[Provided passage]:
_____

'Sandwich generation' makes care a priority, but at what cost?
Family caregivers shoulder the majority of long-term care in the United States, but this labor of love can take a toll.
With life expectancy on the rise and baby boomers becoming of a certain age, the U.S. population is facing an unprecedented demographic shift with a growing need for caregivers to address the needs of its elderly population. And the women and men of the “sandwich generation” — those caring for their children as well as a family member who is aging— are the ones feeling the most pressure.
According to the National Alliance for Caregiving and the AARP, more than 65 million Americans provide care for a family member across the United States. Not to be confused with professional caregivers, family caregivers are usually untrained and often hold a full-time job while helping their relative by running errands, accompanying them to medical appointments, preparing meals and providing general care. Family caregivers shoulder the majority of long-term care in the United States — an estimated $450 billion in unpaid labor every year, according the AARP.

_____

[Study questions]:
A. Transcribe the sandwich generation article from "According to the" through "according the AARP.", inclusive.
B. According to the sandwich generation article, about how much unpaid labor do family caregivers provide in the United States each year?
C. Resume the article on the sandwich generation, picking up after its last sentence.
The data that comes next has no connection to the article on the sandwich generation.

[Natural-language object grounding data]

_____

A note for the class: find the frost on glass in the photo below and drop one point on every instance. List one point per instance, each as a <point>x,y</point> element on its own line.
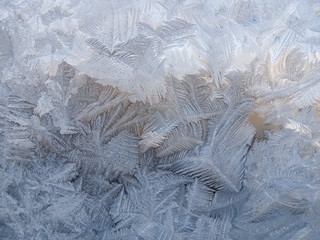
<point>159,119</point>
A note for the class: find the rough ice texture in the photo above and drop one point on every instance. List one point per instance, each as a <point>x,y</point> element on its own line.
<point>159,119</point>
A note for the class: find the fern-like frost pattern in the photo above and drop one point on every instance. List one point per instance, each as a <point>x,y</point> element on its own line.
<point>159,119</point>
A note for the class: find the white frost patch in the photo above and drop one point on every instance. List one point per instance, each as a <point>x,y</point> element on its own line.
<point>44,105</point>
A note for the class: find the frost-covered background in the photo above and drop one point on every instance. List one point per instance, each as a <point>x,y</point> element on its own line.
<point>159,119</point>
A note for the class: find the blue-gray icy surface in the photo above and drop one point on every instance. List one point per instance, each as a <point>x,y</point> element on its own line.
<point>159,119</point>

_____

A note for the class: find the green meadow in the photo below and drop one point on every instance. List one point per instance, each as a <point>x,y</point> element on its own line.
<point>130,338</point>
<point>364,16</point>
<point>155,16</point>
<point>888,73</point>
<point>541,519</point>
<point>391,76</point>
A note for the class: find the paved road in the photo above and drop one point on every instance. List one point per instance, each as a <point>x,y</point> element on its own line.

_____

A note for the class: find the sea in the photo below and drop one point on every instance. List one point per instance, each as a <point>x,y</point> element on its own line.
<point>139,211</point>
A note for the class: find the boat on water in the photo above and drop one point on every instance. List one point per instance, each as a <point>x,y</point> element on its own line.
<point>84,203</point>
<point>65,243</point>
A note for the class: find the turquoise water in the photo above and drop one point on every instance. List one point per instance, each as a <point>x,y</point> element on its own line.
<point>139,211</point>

_____

[Outputs in order]:
A.
According to the National Alliance for Caregiving and the AARP, more than 65 million Americans provide care for a family member across the United States. Not to be confused with professional caregivers, family caregivers are usually untrained and often hold a full-time job while helping their relative by running errands, accompanying them to medical appointments, preparing meals and providing general care. Family caregivers shoulder the majority of long-term care in the United States — an estimated $450 billion in unpaid labor every year, according the AARP.

B. An estimated $450 billion in unpaid labor every year.

C.
Jody Gastfriend, vice president of senior care services at Care.com, a global company that connects consumers with caregivers, has more than 25 years of experience in the senior care industry. Gastfriend explains that most people believe that a family member can bear the responsibility of caring for an aging relative but that, over a longer period of time and without proper preparation and help, they will start feeling the stress, which can affect their entire family.“Providing care to a relative involves a number of obstacles that most people are not aware of,” she says.
In light of National Family Caregivers Month in November, Gastfriend says that families should do their best to anticipate a health crisis and do their research on long-term care options. Understanding in advance what type of care might be needed and determining what the family is able to provide in terms of time, care and medical expenses can help save a lot of time, energy and money, she says. Gastfriend adds that caring for a relative should be a group effort that involves several family members and close friends. Gastfriend also stresses that the primary caregiver should always make sure to save some “me time” to be able to relax and avoid burnout.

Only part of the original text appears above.